• Brief: Make a numbered list of the lines below, covering the stretch from the line containing "Place one point per instance of the dark" through the end of the lines, and leave out any blank lines.

☆ ☆ ☆ ☆

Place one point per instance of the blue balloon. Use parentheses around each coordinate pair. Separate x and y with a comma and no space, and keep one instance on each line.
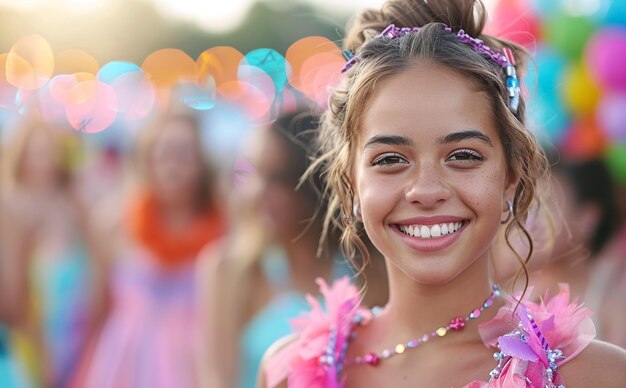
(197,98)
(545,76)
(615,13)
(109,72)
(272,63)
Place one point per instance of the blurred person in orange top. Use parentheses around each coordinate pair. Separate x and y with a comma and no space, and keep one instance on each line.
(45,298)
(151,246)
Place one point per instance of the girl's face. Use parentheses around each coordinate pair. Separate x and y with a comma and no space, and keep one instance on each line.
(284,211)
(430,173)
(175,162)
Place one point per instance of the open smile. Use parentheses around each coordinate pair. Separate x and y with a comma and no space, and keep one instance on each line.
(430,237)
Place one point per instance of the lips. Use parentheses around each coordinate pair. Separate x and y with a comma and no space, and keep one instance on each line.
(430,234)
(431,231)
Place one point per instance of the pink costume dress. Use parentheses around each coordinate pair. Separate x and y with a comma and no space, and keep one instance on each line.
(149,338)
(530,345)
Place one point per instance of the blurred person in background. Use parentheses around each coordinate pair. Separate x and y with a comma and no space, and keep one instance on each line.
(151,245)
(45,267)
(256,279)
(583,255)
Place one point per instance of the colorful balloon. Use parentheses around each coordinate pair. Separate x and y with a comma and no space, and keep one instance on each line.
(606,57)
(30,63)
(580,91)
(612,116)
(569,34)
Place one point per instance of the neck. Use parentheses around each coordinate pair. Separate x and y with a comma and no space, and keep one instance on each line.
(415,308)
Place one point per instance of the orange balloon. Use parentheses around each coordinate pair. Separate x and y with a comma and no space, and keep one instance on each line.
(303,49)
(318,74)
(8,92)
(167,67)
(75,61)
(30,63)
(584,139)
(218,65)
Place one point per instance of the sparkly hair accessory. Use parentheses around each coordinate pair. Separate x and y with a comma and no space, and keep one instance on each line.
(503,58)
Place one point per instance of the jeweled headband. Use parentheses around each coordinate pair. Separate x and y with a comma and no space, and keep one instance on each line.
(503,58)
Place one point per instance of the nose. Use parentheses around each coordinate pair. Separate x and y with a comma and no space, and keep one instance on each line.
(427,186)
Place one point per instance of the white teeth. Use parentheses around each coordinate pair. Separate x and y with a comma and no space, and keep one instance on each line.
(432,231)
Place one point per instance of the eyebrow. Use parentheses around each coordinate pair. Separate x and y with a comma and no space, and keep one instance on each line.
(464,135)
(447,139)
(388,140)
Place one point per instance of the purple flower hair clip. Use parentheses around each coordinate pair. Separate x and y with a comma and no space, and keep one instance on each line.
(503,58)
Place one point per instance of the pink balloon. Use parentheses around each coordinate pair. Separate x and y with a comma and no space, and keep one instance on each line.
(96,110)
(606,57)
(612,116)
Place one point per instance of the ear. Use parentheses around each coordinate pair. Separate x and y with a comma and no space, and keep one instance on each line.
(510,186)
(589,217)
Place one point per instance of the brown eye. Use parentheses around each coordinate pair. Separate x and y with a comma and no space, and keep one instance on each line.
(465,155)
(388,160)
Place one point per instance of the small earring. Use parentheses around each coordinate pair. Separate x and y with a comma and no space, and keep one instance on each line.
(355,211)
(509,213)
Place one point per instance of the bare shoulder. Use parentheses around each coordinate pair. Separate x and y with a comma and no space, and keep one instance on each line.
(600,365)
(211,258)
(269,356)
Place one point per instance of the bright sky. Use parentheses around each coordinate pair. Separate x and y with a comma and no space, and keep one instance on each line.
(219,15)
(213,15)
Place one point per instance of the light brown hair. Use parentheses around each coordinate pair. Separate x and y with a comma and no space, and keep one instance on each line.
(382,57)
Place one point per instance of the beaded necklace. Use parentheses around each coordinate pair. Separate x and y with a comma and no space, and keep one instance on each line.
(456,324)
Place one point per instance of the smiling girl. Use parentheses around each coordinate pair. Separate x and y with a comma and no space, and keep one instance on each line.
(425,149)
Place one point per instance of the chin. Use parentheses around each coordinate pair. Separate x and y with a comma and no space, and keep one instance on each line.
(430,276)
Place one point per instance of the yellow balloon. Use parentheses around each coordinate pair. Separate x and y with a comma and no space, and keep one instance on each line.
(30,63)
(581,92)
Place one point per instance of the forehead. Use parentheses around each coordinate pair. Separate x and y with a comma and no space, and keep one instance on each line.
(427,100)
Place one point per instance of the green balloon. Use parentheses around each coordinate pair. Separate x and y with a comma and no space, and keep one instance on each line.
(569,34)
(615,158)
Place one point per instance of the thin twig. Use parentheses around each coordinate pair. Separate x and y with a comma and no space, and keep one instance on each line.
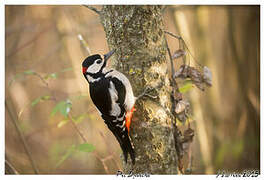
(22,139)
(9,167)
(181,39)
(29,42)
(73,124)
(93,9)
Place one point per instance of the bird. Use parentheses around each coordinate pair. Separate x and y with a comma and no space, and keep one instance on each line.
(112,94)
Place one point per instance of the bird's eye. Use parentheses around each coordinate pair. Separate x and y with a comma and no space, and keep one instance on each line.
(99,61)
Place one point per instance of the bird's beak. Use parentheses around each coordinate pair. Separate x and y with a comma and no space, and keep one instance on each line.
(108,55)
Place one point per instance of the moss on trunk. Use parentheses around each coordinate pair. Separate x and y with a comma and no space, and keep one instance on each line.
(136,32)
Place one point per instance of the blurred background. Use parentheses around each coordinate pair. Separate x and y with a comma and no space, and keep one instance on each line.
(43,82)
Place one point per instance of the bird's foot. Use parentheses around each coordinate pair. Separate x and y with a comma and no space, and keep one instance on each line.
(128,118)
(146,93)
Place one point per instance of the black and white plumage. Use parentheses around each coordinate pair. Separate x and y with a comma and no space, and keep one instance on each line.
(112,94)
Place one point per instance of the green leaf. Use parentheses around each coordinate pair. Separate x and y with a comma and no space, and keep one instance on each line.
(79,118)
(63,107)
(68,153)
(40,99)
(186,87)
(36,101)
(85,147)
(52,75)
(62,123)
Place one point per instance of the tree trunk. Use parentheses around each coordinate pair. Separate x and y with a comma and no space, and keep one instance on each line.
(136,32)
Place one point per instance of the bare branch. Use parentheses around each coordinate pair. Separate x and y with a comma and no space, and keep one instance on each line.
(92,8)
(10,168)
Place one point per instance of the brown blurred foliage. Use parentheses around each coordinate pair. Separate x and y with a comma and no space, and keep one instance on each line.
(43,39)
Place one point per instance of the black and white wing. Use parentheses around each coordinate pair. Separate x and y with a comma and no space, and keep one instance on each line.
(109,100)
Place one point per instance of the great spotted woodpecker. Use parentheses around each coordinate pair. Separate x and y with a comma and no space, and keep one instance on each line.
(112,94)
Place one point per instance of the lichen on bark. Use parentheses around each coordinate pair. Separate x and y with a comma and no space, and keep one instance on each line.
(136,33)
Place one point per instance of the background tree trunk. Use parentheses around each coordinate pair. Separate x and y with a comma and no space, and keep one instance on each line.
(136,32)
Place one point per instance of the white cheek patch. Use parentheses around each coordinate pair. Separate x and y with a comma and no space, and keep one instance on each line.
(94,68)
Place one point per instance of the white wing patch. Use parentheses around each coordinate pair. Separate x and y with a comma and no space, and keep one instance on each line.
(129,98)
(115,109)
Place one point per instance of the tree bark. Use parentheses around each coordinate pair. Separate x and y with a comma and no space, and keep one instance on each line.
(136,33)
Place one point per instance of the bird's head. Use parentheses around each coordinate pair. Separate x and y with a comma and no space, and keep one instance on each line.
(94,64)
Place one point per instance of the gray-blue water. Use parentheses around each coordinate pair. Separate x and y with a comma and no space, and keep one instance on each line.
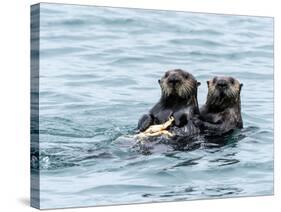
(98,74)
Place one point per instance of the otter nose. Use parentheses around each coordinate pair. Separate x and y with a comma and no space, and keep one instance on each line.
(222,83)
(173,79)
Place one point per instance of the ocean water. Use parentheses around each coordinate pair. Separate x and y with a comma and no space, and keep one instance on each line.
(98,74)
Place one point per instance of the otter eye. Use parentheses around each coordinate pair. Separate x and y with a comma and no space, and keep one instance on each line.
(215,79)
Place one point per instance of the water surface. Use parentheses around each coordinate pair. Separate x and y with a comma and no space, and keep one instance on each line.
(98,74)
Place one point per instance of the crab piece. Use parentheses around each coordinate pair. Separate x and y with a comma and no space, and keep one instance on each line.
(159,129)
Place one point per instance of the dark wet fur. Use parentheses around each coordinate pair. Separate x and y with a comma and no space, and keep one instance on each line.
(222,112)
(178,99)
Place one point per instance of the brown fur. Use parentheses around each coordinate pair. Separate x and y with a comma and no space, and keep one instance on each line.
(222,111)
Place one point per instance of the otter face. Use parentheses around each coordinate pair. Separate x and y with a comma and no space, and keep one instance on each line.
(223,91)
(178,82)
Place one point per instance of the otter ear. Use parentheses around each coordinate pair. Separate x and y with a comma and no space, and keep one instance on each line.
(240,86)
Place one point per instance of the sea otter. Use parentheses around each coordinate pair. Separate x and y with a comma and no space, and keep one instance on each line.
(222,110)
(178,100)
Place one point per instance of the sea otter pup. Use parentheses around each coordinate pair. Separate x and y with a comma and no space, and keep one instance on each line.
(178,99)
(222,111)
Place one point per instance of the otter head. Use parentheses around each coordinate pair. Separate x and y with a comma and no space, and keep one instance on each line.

☆ ☆ ☆ ☆

• Full answer:
1. Place one point per instance of the dark wet fur. Use parentheses around each coordinate pair. Separate x and y with a comma and no space, and keep one instance on each line.
2. (222,112)
3. (178,99)
4. Place one point per instance of the brown fur. Use parentheses around each coordinate pair. Separate x and y with a comma and no space, and keep one instance on each line.
5. (222,111)
6. Place one point per instance of the otter face. Use parentheses around each coordinate pair. Separate x and y with a comma and no space, and keep one instance on each line.
7. (223,91)
8. (178,82)
9. Place one point per instance of the otter ear. Use parentheses around each coordinate pair. Separate x and y with a comma and no space, and keep one instance on each line.
10. (240,86)
11. Place one point per instance of the sea otter. Use parentheses around each coordinate pair. Separate x and y with a comma and no space, and keep one instance on each line.
12. (222,110)
13. (178,100)
14. Place one point per instance of the sea otter pup. Use parentheses around each coordinate pair. Separate x and y with a comma and no space, and keep one instance on each line.
15. (178,99)
16. (222,111)
17. Place one point per instance of the otter head. Use parentheses around each coordinate pair. Separate x and y with a comma and no space, and keep one instance on each line.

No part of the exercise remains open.